Saved data entries:
....
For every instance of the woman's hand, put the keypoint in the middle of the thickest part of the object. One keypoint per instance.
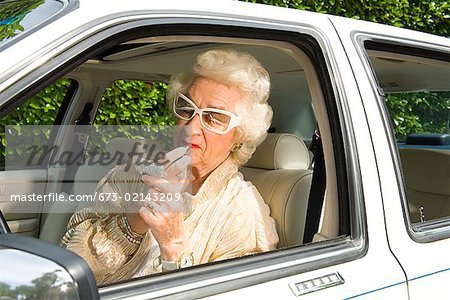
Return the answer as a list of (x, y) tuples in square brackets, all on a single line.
[(163, 214)]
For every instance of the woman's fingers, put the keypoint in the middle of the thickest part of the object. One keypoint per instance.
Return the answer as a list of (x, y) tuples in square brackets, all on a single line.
[(178, 167), (174, 155)]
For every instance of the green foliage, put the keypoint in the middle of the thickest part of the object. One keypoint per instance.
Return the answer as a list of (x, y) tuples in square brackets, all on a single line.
[(422, 15), (38, 110), (131, 102), (138, 109), (419, 112)]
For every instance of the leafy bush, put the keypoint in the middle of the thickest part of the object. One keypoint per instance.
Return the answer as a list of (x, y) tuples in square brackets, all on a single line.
[(422, 15), (419, 112)]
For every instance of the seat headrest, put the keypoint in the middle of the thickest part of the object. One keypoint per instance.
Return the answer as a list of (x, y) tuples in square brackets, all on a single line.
[(280, 151)]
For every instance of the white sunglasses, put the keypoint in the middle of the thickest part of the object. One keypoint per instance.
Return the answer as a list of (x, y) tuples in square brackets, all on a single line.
[(215, 120)]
....
__INSTRUCTION__.
Copy every line of the records above word for word, leaving the pictures out.

__SOLUTION TO THIS TASK__.
For every instance of the woman's hand, put the keypoint in the middle of the thickest part of the object. One keypoint per instance.
Return the answer as a list of (x, y) tuples in square brackets, all on a single line.
[(163, 214)]
For every instance of the woman's fingers, put the keypoint in the middle of the thickest part of the object. One keypoint per instance.
Return the answer as a list of (x, y) tuples in square brackets, all on a single line.
[(178, 167), (174, 155)]
For every instance of the green foliage, put the keypoint in the middle of the thickest part of the object. One keypoint per instance.
Return the answer as a list of (x, y) tuples in square brackets, all on a single line.
[(422, 15), (38, 110), (131, 102), (138, 109), (419, 112)]
For every instance of the leafy bush, put the keypoint in the middle of the thickest part of the object. One keypoint per instance.
Return the answer as a list of (x, y) tuples in square brackets, all on a single line.
[(422, 15), (419, 112)]
For every instance of the seat headrest, put the keypoint in the middle of the thickest part of the object. One keypoint per instance.
Return the answer as a list of (x, y) tuples in square brackets, all on a single line.
[(280, 151)]
For every instance of the white sunglasses, put the keypoint in the middle of the thickest part of the object. One keypoint per instance.
Return the answer as a list of (x, y) tuples in square brackets, all on a single line.
[(215, 120)]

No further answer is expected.